STATED GOAL 1:
In the rows from the line with "Trace the outline of every instance of the white tent." to the line with "[[5,43],[7,43],[7,40],[0,37],[0,44],[5,44]]", change "white tent" to "beige tent" and give back those lines with everything else left as it is.

SELECTED TEXT:
══════════════════════════════

Cortina d'Ampezzo
Italien · Best time to visit: Jun-Sep, Dec-Mar.
Choose your pace
Start at the Freccia nel Cielo base station, a 10-minute walk west of Corso Italia along Via Marconi past the 1956 Olympic ice stadium — the bell tower will be at your back the whole way. The three-stage cable car climbs to Tofana di Mezzo at 3,244 m, the highest publicly accessible summit in the Dolomites, and the wrap-around terrace opens 360 degrees onto Marmolada's glacier, the Tre Cime di Lavaredo, and the distant Pale di San Martino. Why now: the lift opens at 09:00 and the morning air is crystal-clear before convective clouds build over the ridges by midday.
Tip: Buy the full Tofana di Mezzo round-trip ticket at the base, not the cheaper Ra Vales mid-station option — the third leg is a vertical shaft drilled inside the mountain and is the experience you came for. Even in July the summit hovers near freezing; bring a windbreaker and grip-soled shoes for the icy iron-grate platforms.

══════════════════════════════

MATERIAL SHOWN:
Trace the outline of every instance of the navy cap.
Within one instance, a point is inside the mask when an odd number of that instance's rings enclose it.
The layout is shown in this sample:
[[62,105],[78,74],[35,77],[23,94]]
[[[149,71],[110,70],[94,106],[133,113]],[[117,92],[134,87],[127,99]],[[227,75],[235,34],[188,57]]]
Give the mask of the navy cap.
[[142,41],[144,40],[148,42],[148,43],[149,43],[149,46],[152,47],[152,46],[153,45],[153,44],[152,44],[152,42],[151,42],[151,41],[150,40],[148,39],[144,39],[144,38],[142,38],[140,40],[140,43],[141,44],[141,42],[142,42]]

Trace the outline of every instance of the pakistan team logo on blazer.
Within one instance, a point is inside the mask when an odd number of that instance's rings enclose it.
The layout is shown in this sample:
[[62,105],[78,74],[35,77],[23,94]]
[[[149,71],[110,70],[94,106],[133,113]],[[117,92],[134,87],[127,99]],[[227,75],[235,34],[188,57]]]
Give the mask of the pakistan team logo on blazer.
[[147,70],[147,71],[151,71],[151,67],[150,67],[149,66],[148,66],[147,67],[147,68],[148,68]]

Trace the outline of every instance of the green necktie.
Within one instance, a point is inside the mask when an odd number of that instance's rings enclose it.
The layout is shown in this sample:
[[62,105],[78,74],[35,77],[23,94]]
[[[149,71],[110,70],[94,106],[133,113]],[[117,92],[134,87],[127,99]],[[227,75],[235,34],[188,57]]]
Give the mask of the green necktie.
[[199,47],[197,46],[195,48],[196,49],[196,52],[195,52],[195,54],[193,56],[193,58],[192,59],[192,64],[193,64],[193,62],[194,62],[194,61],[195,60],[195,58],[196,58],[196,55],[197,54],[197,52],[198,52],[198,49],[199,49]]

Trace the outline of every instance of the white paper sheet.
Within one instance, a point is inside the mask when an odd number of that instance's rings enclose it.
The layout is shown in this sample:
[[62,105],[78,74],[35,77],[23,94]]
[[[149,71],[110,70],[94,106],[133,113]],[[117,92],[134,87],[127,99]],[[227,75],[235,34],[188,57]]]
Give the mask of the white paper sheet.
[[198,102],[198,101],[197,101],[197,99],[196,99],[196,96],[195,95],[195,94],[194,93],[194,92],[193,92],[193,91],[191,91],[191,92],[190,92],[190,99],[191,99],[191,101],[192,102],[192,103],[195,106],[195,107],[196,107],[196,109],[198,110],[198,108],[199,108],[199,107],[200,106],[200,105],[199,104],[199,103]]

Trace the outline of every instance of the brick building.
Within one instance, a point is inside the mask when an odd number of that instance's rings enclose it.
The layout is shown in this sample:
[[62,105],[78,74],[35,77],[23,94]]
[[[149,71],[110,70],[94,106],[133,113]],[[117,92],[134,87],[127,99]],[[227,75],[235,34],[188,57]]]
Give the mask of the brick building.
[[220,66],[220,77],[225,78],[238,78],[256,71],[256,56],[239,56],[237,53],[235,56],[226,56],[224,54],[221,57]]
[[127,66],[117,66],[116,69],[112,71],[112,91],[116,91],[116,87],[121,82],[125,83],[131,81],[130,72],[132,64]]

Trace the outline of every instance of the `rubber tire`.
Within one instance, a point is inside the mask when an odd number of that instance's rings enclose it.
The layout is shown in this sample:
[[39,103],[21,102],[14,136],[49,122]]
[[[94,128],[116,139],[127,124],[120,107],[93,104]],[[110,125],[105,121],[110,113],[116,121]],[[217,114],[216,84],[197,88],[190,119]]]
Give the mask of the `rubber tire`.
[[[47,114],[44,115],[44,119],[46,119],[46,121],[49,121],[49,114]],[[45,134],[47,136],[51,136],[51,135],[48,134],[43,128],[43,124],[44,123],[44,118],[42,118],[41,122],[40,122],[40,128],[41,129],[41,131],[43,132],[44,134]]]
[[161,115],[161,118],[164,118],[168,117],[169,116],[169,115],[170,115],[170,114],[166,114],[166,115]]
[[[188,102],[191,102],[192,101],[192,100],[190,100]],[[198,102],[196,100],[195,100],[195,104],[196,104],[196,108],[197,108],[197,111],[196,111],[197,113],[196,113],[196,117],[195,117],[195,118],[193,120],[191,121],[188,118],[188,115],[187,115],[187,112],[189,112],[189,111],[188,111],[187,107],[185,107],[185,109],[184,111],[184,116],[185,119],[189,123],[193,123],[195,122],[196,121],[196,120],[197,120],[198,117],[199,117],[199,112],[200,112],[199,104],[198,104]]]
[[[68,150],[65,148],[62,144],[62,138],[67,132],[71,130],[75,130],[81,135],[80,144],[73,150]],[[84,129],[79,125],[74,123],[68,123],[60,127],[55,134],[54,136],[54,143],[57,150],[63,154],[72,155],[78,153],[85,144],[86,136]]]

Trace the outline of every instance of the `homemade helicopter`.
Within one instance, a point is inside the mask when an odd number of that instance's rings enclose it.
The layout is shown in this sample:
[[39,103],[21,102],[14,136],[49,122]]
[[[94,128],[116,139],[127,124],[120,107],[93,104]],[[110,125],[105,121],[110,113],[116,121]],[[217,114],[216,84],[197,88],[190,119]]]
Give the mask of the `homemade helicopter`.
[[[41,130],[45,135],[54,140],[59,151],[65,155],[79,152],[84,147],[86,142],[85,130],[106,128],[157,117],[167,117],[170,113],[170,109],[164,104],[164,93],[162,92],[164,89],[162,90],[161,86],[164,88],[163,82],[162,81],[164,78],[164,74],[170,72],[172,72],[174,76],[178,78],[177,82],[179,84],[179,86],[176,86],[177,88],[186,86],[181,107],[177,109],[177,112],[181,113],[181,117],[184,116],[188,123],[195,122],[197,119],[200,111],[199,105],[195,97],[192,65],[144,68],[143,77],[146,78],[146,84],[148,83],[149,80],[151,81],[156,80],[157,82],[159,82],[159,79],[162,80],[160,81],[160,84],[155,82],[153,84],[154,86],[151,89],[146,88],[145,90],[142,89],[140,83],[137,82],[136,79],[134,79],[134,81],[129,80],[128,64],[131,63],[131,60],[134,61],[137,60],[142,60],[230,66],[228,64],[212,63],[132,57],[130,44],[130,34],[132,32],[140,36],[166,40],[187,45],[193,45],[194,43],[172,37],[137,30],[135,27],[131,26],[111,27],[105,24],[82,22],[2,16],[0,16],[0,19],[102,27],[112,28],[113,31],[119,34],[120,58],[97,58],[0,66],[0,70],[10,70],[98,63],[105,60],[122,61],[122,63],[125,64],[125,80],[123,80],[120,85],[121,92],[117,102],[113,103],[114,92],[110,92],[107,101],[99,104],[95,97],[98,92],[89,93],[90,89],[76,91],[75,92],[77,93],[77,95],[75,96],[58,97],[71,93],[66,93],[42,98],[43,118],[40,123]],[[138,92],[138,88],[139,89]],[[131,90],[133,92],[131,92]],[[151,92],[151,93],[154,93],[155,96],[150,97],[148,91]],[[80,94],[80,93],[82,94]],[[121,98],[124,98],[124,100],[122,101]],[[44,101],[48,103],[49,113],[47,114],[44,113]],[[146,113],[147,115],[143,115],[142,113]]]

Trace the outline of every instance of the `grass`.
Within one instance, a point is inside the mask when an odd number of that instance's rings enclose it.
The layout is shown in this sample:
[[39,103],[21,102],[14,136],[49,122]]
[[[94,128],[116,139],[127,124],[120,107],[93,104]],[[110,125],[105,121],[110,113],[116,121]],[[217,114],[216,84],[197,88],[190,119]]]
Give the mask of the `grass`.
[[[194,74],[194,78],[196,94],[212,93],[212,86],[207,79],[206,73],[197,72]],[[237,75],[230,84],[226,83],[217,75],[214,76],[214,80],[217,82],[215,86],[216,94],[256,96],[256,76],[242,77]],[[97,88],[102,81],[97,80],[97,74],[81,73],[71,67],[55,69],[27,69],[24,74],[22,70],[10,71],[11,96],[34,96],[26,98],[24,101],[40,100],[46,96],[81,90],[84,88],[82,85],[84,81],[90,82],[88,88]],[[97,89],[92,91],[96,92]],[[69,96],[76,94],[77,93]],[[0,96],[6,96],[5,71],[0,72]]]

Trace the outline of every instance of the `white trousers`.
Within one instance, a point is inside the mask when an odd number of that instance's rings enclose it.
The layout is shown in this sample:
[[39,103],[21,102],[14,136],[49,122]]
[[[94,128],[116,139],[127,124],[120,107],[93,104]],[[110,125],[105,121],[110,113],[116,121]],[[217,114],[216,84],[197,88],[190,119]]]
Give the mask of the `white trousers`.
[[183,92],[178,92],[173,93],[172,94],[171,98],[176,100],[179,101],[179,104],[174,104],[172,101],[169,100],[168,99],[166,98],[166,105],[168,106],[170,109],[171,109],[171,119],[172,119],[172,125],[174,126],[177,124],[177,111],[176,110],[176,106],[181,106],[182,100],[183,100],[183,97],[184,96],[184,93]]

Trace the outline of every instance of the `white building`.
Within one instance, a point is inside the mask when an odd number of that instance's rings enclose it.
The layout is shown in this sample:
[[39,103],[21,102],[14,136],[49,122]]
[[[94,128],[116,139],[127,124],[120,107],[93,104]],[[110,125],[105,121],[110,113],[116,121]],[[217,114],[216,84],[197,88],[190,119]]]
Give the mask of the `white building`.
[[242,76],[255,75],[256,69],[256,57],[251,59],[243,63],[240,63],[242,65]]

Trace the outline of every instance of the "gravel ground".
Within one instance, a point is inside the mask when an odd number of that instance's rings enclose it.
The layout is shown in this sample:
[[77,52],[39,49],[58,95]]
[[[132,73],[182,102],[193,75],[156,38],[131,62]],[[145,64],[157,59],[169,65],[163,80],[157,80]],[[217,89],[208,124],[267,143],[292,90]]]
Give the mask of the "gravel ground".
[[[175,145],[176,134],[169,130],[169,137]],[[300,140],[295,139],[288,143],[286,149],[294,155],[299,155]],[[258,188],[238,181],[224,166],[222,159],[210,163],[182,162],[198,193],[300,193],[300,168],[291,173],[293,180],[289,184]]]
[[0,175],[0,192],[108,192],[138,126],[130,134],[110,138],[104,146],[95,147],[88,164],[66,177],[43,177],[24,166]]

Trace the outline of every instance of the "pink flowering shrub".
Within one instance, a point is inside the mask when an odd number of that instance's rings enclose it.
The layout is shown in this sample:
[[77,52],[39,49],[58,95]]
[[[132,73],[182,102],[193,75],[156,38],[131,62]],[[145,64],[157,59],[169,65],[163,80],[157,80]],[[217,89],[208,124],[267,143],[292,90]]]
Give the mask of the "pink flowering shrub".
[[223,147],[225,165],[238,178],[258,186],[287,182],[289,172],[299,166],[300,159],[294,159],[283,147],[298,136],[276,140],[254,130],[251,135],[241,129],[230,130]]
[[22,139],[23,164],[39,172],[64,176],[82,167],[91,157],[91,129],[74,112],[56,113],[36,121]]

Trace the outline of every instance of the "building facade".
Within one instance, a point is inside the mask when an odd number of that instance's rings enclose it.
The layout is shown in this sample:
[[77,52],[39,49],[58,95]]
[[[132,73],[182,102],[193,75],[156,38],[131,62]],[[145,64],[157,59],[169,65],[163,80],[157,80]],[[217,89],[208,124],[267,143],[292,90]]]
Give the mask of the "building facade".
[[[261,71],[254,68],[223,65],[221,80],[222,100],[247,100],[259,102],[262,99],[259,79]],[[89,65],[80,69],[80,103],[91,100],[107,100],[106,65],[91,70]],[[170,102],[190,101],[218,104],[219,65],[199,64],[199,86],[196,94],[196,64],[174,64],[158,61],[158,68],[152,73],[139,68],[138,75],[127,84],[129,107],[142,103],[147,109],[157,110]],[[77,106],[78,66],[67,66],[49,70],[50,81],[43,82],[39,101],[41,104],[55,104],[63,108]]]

══════════════════════════════

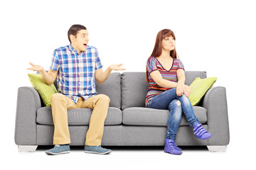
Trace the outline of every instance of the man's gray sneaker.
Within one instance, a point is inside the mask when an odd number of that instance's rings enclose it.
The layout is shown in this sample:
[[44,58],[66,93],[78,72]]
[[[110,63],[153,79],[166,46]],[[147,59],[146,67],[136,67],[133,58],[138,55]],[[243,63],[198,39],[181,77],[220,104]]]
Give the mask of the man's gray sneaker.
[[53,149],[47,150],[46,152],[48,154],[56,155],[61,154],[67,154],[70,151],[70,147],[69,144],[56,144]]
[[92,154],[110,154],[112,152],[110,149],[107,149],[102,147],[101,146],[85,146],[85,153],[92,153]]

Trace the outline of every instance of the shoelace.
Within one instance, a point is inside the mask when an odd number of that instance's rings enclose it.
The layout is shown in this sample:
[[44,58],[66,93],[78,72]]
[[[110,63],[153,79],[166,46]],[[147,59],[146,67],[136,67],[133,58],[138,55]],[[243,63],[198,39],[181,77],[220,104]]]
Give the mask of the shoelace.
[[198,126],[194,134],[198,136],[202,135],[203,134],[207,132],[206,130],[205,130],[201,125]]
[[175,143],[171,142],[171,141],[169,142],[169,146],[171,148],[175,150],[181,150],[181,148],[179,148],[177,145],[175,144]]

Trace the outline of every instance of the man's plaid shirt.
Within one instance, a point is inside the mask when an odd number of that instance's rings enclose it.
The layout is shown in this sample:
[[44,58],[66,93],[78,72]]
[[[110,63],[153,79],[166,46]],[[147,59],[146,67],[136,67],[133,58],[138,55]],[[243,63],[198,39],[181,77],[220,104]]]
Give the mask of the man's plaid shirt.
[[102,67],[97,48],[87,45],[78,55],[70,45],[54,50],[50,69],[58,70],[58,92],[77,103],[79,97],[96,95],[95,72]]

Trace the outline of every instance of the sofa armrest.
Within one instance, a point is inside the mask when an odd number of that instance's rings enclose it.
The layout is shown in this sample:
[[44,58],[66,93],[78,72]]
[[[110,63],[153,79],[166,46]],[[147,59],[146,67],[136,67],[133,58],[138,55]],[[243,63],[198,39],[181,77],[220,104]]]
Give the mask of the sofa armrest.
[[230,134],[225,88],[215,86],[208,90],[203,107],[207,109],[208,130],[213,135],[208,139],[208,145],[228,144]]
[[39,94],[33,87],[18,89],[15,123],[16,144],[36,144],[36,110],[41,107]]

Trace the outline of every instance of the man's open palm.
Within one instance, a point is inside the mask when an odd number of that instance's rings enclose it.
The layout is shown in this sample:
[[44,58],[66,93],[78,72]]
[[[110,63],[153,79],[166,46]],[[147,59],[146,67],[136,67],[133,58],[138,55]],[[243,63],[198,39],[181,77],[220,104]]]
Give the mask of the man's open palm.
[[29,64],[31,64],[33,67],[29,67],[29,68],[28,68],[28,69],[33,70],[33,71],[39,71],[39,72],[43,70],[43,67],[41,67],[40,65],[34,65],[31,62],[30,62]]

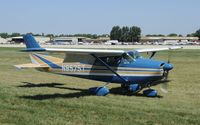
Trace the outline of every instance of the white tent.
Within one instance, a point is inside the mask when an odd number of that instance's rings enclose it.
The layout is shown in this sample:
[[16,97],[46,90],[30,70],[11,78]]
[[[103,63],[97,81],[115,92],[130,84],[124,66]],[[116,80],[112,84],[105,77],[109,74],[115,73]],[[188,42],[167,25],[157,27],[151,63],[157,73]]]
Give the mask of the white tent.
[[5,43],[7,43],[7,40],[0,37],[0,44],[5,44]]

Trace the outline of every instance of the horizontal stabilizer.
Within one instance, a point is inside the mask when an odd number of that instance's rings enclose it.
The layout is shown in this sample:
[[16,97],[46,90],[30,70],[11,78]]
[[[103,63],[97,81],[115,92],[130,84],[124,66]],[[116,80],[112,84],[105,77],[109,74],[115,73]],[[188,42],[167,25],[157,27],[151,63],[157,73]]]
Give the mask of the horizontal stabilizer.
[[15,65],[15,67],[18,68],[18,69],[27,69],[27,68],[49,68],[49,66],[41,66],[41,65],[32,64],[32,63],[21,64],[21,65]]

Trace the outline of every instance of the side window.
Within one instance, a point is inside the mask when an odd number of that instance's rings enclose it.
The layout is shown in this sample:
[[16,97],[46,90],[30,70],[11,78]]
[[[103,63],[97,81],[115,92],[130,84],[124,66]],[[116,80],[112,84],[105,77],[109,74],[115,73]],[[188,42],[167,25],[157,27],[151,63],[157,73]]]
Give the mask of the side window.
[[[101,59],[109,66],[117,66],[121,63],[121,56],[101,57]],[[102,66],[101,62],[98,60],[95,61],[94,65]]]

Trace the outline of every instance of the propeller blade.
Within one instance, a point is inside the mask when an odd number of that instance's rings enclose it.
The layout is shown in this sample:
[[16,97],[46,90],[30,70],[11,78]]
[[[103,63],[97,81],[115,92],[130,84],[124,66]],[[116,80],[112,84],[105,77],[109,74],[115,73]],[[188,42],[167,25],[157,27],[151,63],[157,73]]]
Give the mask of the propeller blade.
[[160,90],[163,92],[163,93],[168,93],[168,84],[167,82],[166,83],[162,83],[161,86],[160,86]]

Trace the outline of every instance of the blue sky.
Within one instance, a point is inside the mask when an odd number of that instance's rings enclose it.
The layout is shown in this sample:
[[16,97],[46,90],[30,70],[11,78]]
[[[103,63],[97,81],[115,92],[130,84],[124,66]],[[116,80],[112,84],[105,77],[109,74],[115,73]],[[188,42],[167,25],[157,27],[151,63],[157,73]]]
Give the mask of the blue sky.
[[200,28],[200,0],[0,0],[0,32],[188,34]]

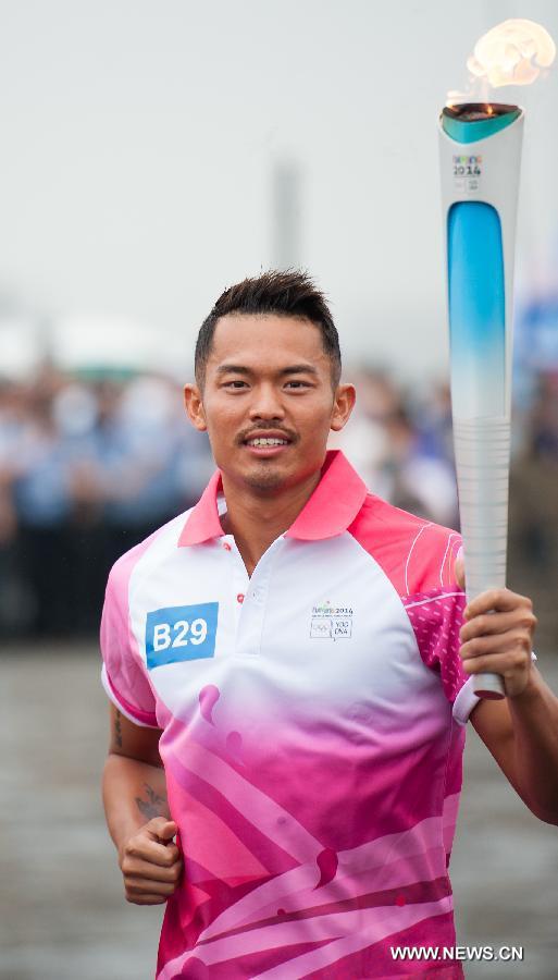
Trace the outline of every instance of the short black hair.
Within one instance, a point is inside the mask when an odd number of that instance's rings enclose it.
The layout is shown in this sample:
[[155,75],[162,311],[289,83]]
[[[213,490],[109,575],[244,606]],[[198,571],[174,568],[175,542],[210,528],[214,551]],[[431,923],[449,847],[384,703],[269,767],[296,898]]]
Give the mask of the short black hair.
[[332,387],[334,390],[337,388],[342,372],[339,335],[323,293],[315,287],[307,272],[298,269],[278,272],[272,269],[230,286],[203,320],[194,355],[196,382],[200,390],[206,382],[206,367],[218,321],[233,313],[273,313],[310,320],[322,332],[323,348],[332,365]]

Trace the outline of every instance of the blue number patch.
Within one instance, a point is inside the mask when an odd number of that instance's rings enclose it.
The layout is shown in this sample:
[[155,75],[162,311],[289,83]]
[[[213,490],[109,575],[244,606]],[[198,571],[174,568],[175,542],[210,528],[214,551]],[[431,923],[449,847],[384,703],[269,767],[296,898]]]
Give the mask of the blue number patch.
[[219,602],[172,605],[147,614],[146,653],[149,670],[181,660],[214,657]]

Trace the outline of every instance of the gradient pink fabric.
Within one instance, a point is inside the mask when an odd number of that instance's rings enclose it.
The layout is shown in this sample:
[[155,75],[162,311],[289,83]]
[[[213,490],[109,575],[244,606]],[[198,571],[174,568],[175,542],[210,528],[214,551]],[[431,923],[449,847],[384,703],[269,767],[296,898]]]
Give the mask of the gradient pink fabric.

══════════════════════════════

STATED GOAL 2:
Return the passage of the Cortina d'Ampezzo guide from "Tip: Buy the" to "icy iron-grate platforms." word for word.

CORRECT OUTPUT 1:
Trace the outline of every instance of the beige tent.
Within one instance, a point is inside the mask when an odd number of that instance's rings enclose it.
The layout is shown in this sample:
[[16,97],[46,90],[30,70],[11,78]]
[[[103,63],[97,81],[115,92],[130,84],[124,66]],[[116,80],[112,84],[105,77],[109,74],[115,73]],[[188,42],[167,25],[157,27],[151,63],[157,73]]]
Give the mask of the beige tent.
[[5,43],[7,43],[7,40],[0,37],[0,44],[5,44]]

CORRECT OUTPUT 2:
Tip: Buy the full Tofana di Mezzo round-trip ticket at the base, not the cheaper Ra Vales mid-station option — the third leg is a vertical shaft drilled inside the mountain and is the experience you came for. Even in July the summit hovers near freezing; bring a windbreaker and grip-soled shoes for the icy iron-grate platforms.